(Pointing records)
┌──

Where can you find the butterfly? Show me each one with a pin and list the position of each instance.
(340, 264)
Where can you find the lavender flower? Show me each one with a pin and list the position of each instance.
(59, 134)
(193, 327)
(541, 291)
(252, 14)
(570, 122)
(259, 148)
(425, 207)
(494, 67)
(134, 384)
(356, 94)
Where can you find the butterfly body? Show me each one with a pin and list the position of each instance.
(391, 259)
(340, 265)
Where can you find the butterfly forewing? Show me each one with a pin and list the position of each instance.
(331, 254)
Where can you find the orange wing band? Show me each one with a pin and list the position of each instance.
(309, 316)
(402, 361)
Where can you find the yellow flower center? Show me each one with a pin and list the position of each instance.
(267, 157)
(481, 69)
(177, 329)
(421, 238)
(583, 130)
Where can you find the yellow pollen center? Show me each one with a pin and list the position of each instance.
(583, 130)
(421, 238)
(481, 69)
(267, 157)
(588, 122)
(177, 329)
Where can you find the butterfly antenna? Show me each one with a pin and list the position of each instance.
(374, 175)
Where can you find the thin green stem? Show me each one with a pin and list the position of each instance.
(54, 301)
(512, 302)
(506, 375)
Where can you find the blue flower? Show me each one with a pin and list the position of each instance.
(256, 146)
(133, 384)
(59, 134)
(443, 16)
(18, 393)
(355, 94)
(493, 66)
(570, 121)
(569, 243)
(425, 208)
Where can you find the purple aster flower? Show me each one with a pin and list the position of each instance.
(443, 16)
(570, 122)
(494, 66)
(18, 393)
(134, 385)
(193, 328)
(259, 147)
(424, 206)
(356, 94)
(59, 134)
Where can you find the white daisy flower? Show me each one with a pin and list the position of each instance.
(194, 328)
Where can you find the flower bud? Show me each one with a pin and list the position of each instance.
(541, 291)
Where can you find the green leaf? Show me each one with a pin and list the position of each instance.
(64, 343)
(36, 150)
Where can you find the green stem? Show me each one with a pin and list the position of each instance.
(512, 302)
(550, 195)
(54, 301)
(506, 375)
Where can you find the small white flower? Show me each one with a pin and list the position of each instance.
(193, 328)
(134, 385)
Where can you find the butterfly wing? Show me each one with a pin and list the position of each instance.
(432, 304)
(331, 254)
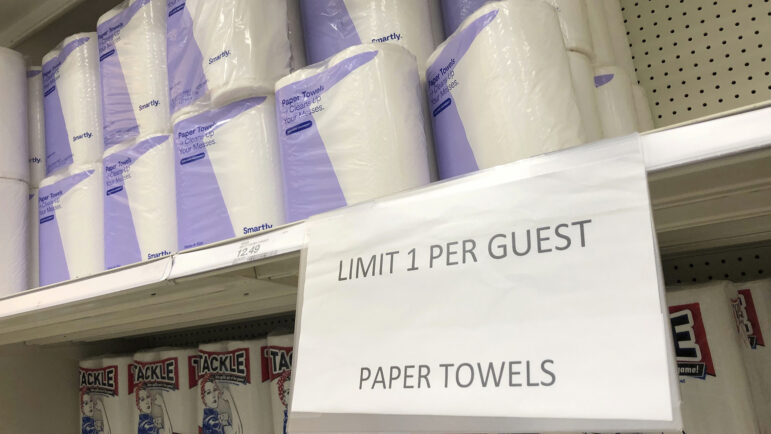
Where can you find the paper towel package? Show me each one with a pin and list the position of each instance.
(36, 126)
(331, 26)
(132, 63)
(351, 129)
(225, 50)
(615, 101)
(159, 387)
(619, 42)
(227, 173)
(14, 219)
(455, 11)
(277, 370)
(500, 89)
(642, 108)
(231, 396)
(13, 117)
(713, 381)
(600, 32)
(105, 406)
(752, 309)
(575, 25)
(33, 264)
(71, 231)
(140, 212)
(582, 72)
(73, 103)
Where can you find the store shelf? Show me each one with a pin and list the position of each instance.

└──

→ **Directive**
Please render the listing above as a numbered list, dropping any blank lines and leaving the pictures out.

→ **The result**
1. Where can you find the butterfly? Show me each one with a pin and list the position of each instance.
2. (340, 264)
3. Where can you find the lavender flower? Show me each one with a pin and list the position of each instance.
4. (59, 134)
5. (193, 327)
6. (541, 291)
7. (252, 14)
8. (570, 122)
9. (259, 148)
10. (425, 207)
11. (494, 67)
12. (134, 384)
13. (356, 94)
14. Where can you find the butterfly body? Show me each one with a pin and list the position of each instance.
15. (391, 259)
16. (340, 265)
17. Where can you find the butterfly forewing? Show me each one with a pin and list the position of each instance.
18. (331, 254)
19. Where can you find the orange wing band? Show me each one with a pin and list the position of each instance.
20. (309, 316)
21. (402, 361)
22. Where can you find the yellow flower center? Show me each one with a pin and list the position of each instance.
23. (267, 157)
24. (481, 69)
25. (177, 329)
26. (421, 238)
27. (583, 130)
28. Where can you find the yellow pollen center? Show me each one with a pin and list the position of each instance.
29. (583, 130)
30. (421, 238)
31. (481, 69)
32. (267, 157)
33. (588, 122)
34. (177, 329)
35. Where can you find the butterfly antenna? Show me each one with a pin and list the position of each instance.
36. (374, 175)
37. Where can you find the thin green stem? Show me each one with a pin and list the position of each instance.
38. (54, 301)
39. (512, 302)
40. (506, 375)
41. Where can you find the blue flower? Show me each one with a pin and list the position of each instance.
42. (256, 146)
43. (133, 384)
44. (59, 134)
45. (443, 16)
46. (18, 393)
47. (355, 94)
48. (493, 66)
49. (570, 121)
50. (569, 243)
51. (425, 208)
52. Where can you find the purple aster flower? Show me each one with a pin and list the position of each instance.
53. (443, 16)
54. (570, 122)
55. (494, 66)
56. (18, 393)
57. (134, 385)
58. (193, 328)
59. (259, 147)
60. (424, 206)
61. (356, 94)
62. (59, 134)
63. Where can you find the white daisy flower? Show me each one with a pin and list the position of each instance.
64. (194, 328)
65. Where can you find the flower bud? Show me each one with a pin and list the position of each instance.
66. (541, 291)
67. Where can you find the green leaf? Show me each one with a pin and list the position of each instance.
68. (64, 343)
69. (36, 150)
70. Where can you find the green stem? Show me each one with a pin and list the position of each instance.
71. (512, 302)
72. (550, 195)
73. (54, 301)
74. (506, 375)
75. Where can you find the small white flower? Show me each one with a pin and list the position of each instance.
76. (193, 328)
77. (134, 385)
78. Where can you find the butterfly wing? Show me each one with a pin and list the position of each instance.
79. (432, 304)
80. (331, 254)
81. Where can you find the paper towel package? Show me each one with a pin and list the position of each instance.
82. (36, 126)
83. (331, 26)
84. (132, 63)
85. (351, 129)
86. (225, 50)
87. (615, 101)
88. (159, 387)
89. (619, 42)
90. (227, 173)
91. (14, 219)
92. (455, 11)
93. (277, 370)
94. (500, 89)
95. (642, 108)
96. (231, 396)
97. (13, 117)
98. (713, 381)
99. (600, 32)
100. (105, 406)
101. (752, 309)
102. (575, 25)
103. (33, 264)
104. (71, 231)
105. (140, 212)
106. (582, 72)
107. (73, 103)
108. Where can you find the store shelf? Show me each one with a pin and list the position of each instance.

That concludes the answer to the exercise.